[Start of Attachment]
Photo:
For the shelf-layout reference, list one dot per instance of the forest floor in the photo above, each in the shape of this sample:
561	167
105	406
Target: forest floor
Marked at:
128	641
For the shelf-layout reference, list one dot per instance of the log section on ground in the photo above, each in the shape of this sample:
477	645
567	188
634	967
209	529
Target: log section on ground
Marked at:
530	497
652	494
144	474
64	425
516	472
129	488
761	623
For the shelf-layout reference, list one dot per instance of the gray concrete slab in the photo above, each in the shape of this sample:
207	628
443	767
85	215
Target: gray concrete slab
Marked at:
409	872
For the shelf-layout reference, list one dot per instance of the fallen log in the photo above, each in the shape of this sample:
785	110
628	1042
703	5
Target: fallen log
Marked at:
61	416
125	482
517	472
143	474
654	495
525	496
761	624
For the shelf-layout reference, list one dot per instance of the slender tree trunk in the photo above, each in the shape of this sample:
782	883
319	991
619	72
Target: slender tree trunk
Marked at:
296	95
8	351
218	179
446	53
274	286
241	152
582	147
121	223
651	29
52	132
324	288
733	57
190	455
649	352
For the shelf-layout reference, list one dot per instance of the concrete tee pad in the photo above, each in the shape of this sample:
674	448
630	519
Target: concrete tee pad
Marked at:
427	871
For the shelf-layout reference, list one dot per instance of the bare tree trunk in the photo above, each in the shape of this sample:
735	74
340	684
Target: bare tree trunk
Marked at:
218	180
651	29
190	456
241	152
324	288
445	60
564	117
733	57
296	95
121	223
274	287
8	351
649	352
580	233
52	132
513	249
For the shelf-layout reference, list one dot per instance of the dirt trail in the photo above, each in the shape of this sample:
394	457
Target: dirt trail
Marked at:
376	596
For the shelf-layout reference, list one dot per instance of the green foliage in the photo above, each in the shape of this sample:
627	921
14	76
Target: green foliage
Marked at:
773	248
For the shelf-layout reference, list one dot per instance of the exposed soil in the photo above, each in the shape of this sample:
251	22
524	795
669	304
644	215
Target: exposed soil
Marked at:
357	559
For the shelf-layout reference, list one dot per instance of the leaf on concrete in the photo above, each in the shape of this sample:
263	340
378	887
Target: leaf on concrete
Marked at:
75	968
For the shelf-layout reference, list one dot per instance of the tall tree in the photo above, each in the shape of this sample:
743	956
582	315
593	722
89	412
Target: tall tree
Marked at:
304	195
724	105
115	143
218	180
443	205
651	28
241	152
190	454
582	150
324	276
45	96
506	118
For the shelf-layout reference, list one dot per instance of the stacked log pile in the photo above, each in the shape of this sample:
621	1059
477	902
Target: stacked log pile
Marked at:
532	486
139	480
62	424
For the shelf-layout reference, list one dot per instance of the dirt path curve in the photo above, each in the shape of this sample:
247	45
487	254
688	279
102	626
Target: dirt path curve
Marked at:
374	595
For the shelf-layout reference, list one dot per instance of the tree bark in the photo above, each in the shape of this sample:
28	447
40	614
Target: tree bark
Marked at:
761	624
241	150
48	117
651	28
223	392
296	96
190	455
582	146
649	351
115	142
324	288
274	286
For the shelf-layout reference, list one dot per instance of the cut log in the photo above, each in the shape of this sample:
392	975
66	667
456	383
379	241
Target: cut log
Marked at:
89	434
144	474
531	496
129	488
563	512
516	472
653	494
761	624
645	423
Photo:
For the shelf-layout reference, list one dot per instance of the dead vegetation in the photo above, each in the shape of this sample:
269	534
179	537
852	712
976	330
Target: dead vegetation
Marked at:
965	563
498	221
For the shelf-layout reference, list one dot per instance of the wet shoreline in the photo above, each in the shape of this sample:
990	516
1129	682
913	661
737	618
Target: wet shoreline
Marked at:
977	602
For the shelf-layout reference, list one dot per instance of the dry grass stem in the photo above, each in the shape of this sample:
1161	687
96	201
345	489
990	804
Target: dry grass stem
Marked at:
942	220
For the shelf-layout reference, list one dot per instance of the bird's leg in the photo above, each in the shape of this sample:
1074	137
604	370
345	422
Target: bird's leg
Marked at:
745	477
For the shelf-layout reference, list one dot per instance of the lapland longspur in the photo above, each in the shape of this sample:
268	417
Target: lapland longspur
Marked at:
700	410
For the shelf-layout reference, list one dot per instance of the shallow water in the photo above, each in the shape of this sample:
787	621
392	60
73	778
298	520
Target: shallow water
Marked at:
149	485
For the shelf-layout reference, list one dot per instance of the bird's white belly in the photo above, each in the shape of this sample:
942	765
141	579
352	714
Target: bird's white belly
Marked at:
[End of Attachment]
§ **PROBLEM TO WORK ON**
All of the data above should be transcribed exactly.

§ **OUTPUT OF THE EXERCISE**
Photo:
For the shelf-layout reference, list one dot per instance of the forest floor in the photo above, each in the shape of this sample:
561	167
105	406
Target: forest floor
Marked at:
128	641
For the shelf-layout reference, list one dot per instance of the log section on ground in the photo above, each in the shape of this sample:
477	645
567	188
634	967
209	529
Target: log section on ground
Marked at:
530	497
652	494
144	474
64	425
516	472
129	488
761	623
For the shelf-layout reference, list one dot per instance of the gray concrete slab in the photo above, each in the shape of this sample:
207	628
443	767
85	215
Target: gray concrete slab
Marked at:
409	872
For the shelf-layout reference, list one dot per instance of the fallen log in the photo above, each in the shape of this sample:
785	110
628	1042
703	5
Target: fallen log
Marked at:
61	416
125	482
517	472
143	474
654	495
525	496
761	624
For the shelf-layout reference, list one dot per instance of the slender tree trunk in the photo above, each in the shape of this sample:
782	883
319	991
619	72
Target: slender tree trunk
Marked at:
296	95
8	351
218	179
446	53
274	286
241	152
582	147
121	223
651	29
52	132
324	288
733	57
190	455
649	352
For the shelf-layout reference, list one dot per instance of the concrete tee pad in the photo above, each in the shape of this sample:
674	448
630	519
Target: concrete tee pad
Marked at:
427	871
For the shelf-layout reference, list one dot per instance of the bare tree trunk in the photo above, each in the shape of this sample:
735	74
340	684
Target: bare tree trunk
Marked at:
218	180
651	29
190	456
241	152
324	288
445	60
564	117
733	57
296	95
121	223
274	287
8	351
649	352
580	233
52	132
513	249
For the shelf-layout reference, list one dot per instance of the dirt trail in the photo above, each in the shape of this sample:
394	457
Target: dirt trail
Marked at:
376	596
For the shelf-layout reference, list one dot per instance of the green foliage in the photo above, each in the shape of this sample:
627	921
14	76
Target: green foliage
Marked at:
773	248
For the shelf-layout reference, list one dot per instance of the exposed soil in the photo above, each in the shape of this sample:
251	22
524	795
669	304
644	215
Target: exposed soil
Marked at:
357	559
For the shelf-layout reference, list one dot per instance of the leaf on concrete in the photo above, each in the shape of this sample:
263	340
378	887
Target: leaf on concrete
Marked at:
75	968
For the shelf-layout reference, list one dot per instance of the tall tree in the photo above, each in the shape of this sample:
743	956
582	315
593	722
89	412
Target: tall tree
Marked at:
304	195
724	105
115	143
218	180
443	205
651	28
241	152
190	454
582	150
324	276
45	96
506	118
For the shelf-layout reference, list one dot per instance of the stacked log pile in the photo above, each in the shape of this sample:
621	1059
477	902
Target: stacked log pile
Marked at:
532	486
139	480
62	424
For the shelf-layout reference, list one dot per instance of the dirt path curve in the photo above, each in the shape of this sample:
247	45
487	254
688	279
102	626
Target: dirt path curve
Marked at:
374	595
For the shelf-layout reference, list one dot per instance of the tree bark in the photo above, each in the shape of this sample:
28	447
40	614
Target: tree bark
Marked at:
761	624
241	150
48	117
651	28
223	392
296	96
190	455
582	146
649	351
115	142
324	288
274	286
For the shelf-layout reference, list one dot per instance of the cut log in the photo above, each in the shape of this sample:
392	975
66	667
456	383
379	241
Target: cut log
Marked at:
89	434
144	474
531	496
129	488
563	512
516	472
653	494
761	624
645	423
Photo:
For the shelf-layout reference, list one dot per instance of the dead vegetation in the photo above, each in the shape of this sample:
269	534
179	537
852	712
976	330
Target: dead vegetation
Marked at:
965	563
498	221
For the shelf-layout reference, list one dot per instance of the wet shoreline in the photo above, each in the shape of this sample:
990	516
1129	682
913	661
737	618
Target: wet shoreline
Marked at:
977	602
For the shelf-layout reference, list one dot per instance of the dry grass stem in the photo above, each in the shape of this sample:
1161	687
96	201
345	489
990	804
Target: dry grass stem
Marked at:
942	220
For the shelf-layout reference, list one dot per instance of the bird's leg in the photo above, each in the shape of this sample:
1074	137
604	370
345	422
Target: bird's leg
Marked at:
745	477
For the shelf-layout reference, list one dot per instance of the lapland longspur in the photo above, each in the shape of this sample:
268	417
Target: lapland longspur
Marked at:
700	410
For the shelf-layout reference, list one dot per instance of the shallow water in the photo above, each in the shape of this sample:
787	621
392	60
73	778
298	520
Target: shallow water
Marked at:
149	485
For the shelf-layout reference, list one dot per instance of the bird's white belly in the photo above, each in the shape of this sample:
942	765
141	579
352	714
Target: bird's white belly
Marked at:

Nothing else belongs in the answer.